Directives:
(a) Using the forum thread, answer these:
(i) What vCenter Server version and build did the get_vcenter_version output report?
(ii) Which Ubuntu release did indispeq get working with open-vm-tools?
(iii) What did indispeq use to bring the hosts to full compliance?
(b) Quote the forum thread word for word, starting at "root@nitin-develop:~$ salt-cloud -f" and ending at "to full compliance.".
## start Page text
Also, can you run the get_vcenter_version() function from http://docs.saltstack.com/en/latest/ref/clouds/all/salt.cloud.clouds.vmware.html#salt.cloud.clouds.vmware.get_vcenter_version and paste the output?

root@nitin-develop:~$ salt-cloud -f get_vcenter_version vmware-vcenter03
vmware-vcenter03:
    ----------
    vmware:
        VMware vCenter Server 5.5.0 build-2001466
indispeq commented 9 years ago

@nmadhok - Success! I got it working with open-vm-tools on ubuntu 14.04 , it actually needed more on the vmware templating side. When creating the template, you need to follow the instructions here: http://kb.vmware.com/selfservice/microsites/search.do?language=en_US&cmd=displayKC&externalId=2075048

I updated my vcenter to 5.5 update 2e. Then in my template I installed instead of the open-vm-tools the and open-vm-tools-deploypkg . Still had one NIC in the template. I also used update manager to get my hosts to full compliance.
## end Page text
## start Stored data
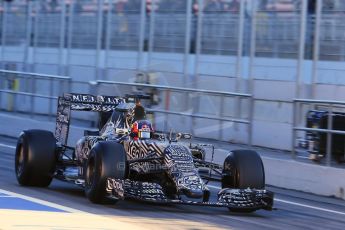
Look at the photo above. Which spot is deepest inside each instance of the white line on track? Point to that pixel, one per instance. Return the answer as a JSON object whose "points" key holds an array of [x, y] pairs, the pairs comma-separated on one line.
## end Stored data
Solutions to the exercise:
(a)
(i) VMware vCenter Server 5.5.0 build-2001466
(ii) Ubuntu 14.04
(iii) Update manager

(b)
root@nitin-develop:~$ salt-cloud -f get_vcenter_version vmware-vcenter03
vmware-vcenter03:
    ----------
    vmware:
        VMware vCenter Server 5.5.0 build-2001466
indispeq commented 9 years ago

@nmadhok - Success! I got it working with open-vm-tools on ubuntu 14.04 , it actually needed more on the vmware templating side. When creating the template, you need to follow the instructions here: http://kb.vmware.com/selfservice/microsites/search.do?language=en_US&cmd=displayKC&externalId=2075048

I updated my vcenter to 5.5 update 2e. Then in my template I installed instead of the open-vm-tools the and open-vm-tools-deploypkg . Still had one NIC in the template. I also used update manager to get my hosts to full compliance.